━━ Supplied entries ━━

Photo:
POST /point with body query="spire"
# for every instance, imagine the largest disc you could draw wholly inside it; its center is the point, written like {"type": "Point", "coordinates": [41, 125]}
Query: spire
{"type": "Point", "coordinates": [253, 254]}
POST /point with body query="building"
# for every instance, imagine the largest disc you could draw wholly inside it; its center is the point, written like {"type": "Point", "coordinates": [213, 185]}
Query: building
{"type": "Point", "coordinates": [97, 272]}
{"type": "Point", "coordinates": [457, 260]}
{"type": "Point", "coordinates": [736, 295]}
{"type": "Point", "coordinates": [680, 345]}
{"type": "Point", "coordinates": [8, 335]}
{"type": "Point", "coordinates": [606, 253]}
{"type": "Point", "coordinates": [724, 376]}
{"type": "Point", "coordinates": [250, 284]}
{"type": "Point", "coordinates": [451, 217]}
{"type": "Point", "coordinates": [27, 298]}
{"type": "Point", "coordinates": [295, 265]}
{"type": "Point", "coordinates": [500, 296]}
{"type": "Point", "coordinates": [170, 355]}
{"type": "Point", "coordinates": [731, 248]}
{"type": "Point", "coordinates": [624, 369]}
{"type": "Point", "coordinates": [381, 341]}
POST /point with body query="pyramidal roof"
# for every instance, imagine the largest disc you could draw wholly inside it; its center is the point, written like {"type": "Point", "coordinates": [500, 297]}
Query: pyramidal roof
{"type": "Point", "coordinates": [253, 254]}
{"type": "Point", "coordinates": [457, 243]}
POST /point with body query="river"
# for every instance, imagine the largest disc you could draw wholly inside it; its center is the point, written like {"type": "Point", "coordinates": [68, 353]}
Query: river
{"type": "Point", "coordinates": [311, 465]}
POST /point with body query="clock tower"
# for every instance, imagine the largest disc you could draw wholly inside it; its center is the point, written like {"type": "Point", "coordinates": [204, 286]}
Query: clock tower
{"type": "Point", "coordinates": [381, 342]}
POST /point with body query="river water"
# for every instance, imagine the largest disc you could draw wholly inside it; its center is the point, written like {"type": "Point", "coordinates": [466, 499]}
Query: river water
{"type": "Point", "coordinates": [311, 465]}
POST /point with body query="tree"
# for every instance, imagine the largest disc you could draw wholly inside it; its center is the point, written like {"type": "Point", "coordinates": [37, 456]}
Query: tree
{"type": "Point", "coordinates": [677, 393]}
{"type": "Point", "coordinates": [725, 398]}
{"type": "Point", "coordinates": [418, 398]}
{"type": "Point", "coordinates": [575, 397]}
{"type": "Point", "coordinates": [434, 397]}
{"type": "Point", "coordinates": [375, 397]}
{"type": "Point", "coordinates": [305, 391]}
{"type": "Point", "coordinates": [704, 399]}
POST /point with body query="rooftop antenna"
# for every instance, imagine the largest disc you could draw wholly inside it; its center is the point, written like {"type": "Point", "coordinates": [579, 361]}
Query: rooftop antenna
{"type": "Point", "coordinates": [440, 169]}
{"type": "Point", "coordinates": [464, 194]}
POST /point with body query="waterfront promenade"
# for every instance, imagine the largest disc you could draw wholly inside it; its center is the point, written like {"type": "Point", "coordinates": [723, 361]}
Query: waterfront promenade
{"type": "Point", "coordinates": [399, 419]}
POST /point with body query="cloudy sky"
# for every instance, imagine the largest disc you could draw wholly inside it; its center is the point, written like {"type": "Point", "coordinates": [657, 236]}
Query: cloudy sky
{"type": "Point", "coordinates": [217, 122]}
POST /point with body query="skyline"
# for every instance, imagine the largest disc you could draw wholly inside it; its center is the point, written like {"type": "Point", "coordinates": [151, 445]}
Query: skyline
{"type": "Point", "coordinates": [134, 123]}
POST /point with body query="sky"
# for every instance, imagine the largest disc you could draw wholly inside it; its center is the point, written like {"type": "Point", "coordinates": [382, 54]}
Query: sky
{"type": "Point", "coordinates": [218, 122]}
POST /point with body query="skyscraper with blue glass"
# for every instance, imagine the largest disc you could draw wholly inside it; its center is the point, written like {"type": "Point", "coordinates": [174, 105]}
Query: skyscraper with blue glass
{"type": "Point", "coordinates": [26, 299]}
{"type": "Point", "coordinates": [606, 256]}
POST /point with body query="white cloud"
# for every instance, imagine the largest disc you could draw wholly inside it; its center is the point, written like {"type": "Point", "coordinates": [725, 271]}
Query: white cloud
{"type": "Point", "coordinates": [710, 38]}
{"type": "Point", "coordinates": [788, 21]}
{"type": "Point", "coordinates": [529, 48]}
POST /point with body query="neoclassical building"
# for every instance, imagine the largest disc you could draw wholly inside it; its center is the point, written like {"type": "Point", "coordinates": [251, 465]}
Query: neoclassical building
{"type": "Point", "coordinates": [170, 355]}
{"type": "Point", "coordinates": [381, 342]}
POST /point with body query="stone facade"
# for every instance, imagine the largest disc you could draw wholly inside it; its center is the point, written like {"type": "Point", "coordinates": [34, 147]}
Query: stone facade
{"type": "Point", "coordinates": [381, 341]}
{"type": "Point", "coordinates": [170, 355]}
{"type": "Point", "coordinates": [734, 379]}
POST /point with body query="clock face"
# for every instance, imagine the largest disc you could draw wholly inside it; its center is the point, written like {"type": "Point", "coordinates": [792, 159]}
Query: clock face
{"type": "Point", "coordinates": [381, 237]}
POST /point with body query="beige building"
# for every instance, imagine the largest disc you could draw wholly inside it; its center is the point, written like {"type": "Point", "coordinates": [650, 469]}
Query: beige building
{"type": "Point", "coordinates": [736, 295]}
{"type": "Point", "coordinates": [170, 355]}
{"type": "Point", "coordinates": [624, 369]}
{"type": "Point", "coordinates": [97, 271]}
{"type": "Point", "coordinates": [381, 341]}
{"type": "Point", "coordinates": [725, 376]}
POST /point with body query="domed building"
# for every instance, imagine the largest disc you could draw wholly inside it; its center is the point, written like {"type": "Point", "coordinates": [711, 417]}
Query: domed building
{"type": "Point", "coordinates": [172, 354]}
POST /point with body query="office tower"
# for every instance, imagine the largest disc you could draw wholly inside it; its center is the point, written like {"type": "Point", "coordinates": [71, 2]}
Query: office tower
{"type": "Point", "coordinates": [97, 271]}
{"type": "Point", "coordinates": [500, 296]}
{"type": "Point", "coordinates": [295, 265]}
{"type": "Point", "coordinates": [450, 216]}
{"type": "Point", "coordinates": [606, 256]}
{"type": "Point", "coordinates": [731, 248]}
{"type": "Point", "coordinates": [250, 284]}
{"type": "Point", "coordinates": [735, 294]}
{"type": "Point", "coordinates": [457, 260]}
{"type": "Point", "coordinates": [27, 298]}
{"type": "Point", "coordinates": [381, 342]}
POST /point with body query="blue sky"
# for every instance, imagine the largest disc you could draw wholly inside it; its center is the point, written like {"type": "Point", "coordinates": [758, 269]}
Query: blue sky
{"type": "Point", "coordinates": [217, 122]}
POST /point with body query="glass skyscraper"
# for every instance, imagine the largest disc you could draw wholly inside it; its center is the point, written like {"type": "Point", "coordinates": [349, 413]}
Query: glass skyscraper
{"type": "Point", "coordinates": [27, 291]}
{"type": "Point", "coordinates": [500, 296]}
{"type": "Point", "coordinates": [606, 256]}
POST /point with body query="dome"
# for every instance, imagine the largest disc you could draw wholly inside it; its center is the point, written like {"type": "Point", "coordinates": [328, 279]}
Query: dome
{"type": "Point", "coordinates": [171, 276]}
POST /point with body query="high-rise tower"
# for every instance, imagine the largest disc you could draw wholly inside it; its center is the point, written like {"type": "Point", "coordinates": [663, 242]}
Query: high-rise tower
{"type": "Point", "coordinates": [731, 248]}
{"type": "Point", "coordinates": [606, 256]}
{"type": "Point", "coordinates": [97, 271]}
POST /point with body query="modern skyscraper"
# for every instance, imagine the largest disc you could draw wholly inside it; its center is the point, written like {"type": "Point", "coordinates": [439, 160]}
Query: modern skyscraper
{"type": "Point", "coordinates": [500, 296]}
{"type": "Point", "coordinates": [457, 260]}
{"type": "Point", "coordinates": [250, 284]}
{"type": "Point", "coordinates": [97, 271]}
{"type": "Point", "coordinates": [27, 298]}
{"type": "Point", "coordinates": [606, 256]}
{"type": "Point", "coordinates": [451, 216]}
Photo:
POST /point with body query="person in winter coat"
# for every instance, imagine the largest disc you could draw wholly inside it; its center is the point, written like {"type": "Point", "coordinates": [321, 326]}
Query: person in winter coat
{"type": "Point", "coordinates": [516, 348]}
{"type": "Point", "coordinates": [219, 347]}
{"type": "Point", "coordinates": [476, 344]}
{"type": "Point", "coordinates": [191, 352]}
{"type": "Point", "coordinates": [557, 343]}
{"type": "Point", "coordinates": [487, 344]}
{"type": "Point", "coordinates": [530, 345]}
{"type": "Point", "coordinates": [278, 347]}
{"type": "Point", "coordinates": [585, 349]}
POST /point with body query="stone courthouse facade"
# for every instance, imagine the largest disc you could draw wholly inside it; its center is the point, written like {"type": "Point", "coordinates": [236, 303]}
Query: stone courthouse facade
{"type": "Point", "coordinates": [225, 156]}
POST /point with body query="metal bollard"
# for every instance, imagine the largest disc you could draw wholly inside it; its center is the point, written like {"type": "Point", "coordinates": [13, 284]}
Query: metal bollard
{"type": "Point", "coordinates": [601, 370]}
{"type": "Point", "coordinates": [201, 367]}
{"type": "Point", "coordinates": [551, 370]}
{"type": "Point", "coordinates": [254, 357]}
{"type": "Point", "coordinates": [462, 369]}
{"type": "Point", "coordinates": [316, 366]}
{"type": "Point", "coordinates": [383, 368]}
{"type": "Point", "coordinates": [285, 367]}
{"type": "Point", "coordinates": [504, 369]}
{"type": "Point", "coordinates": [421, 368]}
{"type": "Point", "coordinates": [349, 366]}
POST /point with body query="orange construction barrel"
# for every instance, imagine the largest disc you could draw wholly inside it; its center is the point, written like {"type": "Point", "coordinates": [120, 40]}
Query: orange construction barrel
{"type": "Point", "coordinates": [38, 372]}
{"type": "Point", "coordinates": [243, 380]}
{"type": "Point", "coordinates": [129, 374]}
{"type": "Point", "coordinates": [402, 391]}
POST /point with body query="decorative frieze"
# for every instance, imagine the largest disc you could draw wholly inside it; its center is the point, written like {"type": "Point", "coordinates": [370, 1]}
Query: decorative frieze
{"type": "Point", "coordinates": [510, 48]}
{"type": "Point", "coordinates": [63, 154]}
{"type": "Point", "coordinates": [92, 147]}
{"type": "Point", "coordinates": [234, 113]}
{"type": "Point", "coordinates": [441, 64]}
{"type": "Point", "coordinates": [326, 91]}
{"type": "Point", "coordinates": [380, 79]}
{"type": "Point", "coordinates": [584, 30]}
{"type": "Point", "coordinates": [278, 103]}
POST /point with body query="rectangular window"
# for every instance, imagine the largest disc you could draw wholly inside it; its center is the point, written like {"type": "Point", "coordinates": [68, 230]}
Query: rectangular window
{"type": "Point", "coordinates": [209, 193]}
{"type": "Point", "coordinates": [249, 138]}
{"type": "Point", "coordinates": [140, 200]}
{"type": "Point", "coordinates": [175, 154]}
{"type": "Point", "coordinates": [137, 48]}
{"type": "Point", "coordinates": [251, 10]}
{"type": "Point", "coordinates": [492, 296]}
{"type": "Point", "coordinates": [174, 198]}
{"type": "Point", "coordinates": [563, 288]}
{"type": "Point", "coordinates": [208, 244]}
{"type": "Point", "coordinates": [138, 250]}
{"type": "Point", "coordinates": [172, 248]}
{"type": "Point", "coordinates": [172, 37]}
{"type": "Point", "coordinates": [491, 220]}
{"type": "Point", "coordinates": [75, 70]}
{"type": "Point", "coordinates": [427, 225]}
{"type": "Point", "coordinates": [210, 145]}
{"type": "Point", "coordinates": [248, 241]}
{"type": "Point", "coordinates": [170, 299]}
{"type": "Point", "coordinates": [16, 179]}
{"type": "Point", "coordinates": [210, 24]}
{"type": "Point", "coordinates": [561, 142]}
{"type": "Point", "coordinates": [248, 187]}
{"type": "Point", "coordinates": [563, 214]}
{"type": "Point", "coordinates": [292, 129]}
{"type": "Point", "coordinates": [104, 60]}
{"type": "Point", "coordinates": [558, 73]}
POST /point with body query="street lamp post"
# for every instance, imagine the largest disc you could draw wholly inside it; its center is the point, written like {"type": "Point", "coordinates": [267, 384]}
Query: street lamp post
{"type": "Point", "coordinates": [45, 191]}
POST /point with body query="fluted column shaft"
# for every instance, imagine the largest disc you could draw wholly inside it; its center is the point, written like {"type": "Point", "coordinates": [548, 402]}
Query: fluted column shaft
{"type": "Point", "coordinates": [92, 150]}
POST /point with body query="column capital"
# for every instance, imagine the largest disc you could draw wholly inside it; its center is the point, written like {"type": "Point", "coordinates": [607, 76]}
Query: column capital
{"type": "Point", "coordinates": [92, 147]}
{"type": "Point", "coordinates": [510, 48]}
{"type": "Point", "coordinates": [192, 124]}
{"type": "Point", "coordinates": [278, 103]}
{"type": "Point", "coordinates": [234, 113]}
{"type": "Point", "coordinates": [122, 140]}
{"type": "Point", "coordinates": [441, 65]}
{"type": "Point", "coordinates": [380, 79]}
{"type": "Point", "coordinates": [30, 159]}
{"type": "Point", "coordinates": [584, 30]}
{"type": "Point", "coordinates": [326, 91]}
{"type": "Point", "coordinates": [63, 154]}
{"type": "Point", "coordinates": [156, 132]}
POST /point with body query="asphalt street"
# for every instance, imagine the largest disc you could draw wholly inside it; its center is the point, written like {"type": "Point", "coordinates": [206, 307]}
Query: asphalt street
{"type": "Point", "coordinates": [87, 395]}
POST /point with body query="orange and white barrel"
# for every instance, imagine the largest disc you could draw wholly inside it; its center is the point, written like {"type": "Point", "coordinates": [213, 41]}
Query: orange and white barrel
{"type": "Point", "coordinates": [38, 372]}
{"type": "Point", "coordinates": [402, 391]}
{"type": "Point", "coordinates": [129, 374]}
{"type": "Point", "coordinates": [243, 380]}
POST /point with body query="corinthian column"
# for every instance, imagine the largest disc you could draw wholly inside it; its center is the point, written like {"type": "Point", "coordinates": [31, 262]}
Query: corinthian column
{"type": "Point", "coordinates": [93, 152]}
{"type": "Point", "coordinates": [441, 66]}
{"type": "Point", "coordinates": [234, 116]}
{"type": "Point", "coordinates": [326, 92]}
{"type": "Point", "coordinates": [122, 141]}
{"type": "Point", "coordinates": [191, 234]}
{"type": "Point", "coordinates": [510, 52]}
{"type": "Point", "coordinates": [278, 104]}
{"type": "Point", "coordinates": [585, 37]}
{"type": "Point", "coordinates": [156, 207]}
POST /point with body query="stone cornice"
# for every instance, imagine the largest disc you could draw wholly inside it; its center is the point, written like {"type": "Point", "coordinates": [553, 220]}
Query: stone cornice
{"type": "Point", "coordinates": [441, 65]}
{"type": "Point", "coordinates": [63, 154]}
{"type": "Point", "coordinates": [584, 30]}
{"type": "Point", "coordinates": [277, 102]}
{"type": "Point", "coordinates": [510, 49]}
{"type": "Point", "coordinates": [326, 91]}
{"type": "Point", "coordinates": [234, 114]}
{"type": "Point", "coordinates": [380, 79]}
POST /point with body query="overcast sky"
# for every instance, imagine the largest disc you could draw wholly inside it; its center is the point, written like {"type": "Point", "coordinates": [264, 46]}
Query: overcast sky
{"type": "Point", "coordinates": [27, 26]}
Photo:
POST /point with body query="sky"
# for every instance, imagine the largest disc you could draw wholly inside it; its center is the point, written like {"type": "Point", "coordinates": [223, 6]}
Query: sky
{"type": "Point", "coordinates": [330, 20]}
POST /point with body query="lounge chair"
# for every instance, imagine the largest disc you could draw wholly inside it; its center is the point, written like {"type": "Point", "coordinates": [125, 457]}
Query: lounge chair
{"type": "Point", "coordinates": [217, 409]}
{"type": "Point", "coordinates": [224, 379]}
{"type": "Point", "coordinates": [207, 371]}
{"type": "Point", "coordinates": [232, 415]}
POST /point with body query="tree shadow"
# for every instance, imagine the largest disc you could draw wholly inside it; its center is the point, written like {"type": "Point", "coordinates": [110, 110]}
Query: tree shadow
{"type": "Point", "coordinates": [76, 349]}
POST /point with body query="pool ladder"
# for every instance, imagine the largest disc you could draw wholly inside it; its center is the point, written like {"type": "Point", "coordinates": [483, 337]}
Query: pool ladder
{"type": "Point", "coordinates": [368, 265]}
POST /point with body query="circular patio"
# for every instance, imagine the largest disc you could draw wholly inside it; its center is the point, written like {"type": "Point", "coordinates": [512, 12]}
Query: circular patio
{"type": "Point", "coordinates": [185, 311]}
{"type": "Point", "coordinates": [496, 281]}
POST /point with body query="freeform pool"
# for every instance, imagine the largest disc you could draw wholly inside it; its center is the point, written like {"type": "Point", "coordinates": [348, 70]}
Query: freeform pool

━━━

Count the lines in the listing above that contain the string "coat", treating uppercase and lowercase as different, and reply with the number alone.

◆ Written solution: 2